[Object position labeling entries]
++++++++++++++++++++
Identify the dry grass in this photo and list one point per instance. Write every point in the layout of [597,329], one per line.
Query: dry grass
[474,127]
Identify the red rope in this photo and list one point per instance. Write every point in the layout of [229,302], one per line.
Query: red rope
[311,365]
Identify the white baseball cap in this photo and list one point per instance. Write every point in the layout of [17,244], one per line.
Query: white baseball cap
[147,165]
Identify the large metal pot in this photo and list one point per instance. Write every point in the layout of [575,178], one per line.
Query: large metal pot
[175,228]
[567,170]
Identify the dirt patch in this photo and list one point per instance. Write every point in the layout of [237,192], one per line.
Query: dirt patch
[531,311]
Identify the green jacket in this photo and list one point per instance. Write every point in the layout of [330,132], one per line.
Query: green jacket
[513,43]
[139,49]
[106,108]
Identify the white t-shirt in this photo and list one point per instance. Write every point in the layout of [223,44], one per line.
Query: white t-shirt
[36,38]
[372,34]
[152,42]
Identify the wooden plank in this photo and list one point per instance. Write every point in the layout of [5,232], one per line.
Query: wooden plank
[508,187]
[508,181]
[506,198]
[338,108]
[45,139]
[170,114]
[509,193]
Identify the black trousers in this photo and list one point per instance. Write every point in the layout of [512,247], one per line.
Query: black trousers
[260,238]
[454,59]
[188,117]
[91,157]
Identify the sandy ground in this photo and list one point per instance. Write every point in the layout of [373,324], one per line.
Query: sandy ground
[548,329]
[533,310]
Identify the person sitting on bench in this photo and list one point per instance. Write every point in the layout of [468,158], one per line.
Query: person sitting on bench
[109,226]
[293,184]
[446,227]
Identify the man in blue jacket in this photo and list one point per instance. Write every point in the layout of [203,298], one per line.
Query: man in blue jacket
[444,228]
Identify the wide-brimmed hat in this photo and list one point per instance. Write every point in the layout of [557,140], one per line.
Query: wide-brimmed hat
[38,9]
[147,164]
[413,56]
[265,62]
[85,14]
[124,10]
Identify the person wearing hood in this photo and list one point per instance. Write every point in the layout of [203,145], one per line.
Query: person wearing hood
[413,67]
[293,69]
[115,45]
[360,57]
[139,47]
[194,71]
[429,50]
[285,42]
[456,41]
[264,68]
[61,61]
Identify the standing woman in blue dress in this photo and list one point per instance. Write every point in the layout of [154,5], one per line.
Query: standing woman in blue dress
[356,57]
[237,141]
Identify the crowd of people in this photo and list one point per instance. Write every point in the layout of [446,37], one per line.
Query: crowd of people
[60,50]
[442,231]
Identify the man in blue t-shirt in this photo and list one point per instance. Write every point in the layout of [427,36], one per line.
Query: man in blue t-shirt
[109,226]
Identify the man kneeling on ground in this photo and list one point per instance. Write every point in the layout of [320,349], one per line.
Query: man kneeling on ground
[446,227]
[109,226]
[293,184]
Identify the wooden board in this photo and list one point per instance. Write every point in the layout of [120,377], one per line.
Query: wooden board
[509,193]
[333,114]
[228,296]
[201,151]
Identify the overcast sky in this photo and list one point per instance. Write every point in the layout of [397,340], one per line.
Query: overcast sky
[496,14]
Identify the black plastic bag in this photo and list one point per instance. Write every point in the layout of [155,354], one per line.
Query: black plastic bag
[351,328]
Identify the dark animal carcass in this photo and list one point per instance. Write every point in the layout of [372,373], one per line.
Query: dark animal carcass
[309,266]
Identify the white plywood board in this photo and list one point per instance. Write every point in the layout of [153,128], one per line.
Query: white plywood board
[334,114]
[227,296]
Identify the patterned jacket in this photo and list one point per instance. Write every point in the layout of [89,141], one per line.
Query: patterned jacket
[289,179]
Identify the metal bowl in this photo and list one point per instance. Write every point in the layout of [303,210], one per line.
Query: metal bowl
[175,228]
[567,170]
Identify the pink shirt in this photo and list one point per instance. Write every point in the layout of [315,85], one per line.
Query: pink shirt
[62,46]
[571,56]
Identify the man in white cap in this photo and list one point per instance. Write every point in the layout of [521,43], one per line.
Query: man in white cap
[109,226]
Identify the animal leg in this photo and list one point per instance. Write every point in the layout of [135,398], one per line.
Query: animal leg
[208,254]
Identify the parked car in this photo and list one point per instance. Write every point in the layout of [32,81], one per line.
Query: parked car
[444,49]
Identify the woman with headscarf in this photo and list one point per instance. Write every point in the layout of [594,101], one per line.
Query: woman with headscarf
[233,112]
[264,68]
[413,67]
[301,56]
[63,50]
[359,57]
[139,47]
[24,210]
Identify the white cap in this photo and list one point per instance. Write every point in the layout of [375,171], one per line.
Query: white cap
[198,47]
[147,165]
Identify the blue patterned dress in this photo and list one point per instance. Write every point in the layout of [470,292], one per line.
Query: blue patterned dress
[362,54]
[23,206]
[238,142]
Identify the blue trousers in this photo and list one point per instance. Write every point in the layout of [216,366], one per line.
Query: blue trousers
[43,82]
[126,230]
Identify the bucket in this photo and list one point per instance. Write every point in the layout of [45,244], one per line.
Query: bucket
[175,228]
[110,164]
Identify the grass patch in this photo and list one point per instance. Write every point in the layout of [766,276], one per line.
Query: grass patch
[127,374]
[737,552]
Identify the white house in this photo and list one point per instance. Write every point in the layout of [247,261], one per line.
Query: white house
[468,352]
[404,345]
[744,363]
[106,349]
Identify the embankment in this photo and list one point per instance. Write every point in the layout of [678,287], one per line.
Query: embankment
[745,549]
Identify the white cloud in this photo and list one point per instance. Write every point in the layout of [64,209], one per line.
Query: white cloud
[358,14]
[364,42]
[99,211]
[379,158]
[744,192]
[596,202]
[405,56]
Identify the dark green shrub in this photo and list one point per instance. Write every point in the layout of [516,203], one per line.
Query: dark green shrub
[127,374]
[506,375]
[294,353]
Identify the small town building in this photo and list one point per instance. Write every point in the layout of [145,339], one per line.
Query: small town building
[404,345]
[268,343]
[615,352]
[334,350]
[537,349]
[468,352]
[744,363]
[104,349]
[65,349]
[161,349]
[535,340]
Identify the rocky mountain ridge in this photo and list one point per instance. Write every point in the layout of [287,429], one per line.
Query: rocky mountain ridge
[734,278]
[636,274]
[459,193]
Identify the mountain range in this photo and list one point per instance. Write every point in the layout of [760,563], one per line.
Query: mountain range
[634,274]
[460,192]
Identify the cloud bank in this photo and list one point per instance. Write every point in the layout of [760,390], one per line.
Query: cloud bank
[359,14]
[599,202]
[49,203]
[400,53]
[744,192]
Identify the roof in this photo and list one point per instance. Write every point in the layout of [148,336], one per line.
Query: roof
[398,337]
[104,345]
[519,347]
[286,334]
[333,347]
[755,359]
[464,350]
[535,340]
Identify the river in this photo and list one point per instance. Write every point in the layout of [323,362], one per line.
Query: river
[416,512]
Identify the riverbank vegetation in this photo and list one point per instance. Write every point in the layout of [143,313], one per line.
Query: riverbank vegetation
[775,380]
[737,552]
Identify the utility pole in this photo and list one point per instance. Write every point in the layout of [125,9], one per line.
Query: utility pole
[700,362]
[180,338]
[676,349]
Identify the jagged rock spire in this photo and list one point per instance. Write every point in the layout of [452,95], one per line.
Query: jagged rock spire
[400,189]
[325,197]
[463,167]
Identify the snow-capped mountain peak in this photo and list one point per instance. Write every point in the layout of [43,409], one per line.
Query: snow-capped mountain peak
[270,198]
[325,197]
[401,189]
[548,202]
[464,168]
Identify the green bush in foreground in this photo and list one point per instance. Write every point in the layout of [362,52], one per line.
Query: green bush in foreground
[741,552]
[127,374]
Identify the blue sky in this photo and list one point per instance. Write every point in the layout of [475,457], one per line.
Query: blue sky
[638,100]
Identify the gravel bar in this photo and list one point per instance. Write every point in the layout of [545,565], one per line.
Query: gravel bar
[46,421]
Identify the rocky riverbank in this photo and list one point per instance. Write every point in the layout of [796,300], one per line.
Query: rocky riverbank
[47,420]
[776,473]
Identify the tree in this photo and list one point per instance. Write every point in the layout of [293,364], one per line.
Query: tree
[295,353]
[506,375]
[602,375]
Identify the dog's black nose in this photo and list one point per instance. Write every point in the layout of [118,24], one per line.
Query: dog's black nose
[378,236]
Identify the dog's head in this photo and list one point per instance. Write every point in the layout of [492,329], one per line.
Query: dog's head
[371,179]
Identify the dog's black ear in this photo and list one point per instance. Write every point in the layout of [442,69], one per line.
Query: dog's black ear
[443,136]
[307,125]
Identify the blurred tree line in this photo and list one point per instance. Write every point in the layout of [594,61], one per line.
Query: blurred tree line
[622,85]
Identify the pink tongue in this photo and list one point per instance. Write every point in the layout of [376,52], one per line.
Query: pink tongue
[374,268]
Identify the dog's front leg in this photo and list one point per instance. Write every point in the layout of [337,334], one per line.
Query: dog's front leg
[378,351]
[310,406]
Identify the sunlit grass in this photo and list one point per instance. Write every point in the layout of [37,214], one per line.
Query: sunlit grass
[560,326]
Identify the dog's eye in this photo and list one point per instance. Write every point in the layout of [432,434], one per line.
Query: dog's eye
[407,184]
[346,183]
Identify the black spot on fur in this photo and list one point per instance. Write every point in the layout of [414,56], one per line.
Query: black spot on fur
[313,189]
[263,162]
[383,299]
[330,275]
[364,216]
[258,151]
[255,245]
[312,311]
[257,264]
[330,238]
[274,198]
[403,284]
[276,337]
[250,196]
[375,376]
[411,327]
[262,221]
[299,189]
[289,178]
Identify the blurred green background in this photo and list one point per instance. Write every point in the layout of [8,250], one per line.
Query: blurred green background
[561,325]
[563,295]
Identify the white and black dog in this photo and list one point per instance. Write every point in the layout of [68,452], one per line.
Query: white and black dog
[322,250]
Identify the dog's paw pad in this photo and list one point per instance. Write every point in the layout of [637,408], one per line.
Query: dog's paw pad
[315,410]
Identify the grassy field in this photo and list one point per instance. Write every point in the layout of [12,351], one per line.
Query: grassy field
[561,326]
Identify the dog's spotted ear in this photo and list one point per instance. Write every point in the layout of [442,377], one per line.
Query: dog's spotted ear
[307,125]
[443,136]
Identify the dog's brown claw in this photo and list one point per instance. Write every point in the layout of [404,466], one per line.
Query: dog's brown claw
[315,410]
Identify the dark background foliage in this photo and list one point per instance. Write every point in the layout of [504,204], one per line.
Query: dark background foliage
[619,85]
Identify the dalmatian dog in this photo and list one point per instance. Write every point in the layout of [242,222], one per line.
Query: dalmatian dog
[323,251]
++++++++++++++++++++
INSTRUCTIONS FOR THE TASK
Take the line that contains "Identify the blurred green" and each line after it down to the last of the records, and retype them exactly; add nothing else.

SOLUTION FOR THIS EXERCISE
Identify the blurred green background in this photo and list one point per instance. Write every point in the layout of [8,250], one per line.
Query: blurred green background
[561,325]
[563,295]
Identify the white and black dog in this photo and list one point per instance. Write every point in the layout of [68,452], one per line.
Query: white and black dog
[322,250]
Identify the dog's paw pad in this photo and list one point per instance. Write every point in the layout of [637,408], one per line.
Query: dog's paw pad
[315,410]
Identify the grassy field in this photo and list one point per instance. Write every point in the layout of [12,351], one per line.
Query: grassy field
[561,326]
Identify the dog's spotted ear in this photo and list one point per instance. Write every point in the layout of [442,377], one per line.
Query: dog's spotted ear
[307,125]
[443,136]
Identify the dog's brown claw in this photo and list one point per instance. Write every point in the layout of [404,466], one per line.
Query: dog's brown claw
[315,410]
Identify the dark background foliage in this photo and list one point per instance. Write every point in the layout of [504,204], one per line.
Query: dark background foliage
[619,85]
Identify the dalmatian dog in this photo and list one point per instance. Write every point in the layout of [242,222], one per line.
Query: dalmatian dog
[323,251]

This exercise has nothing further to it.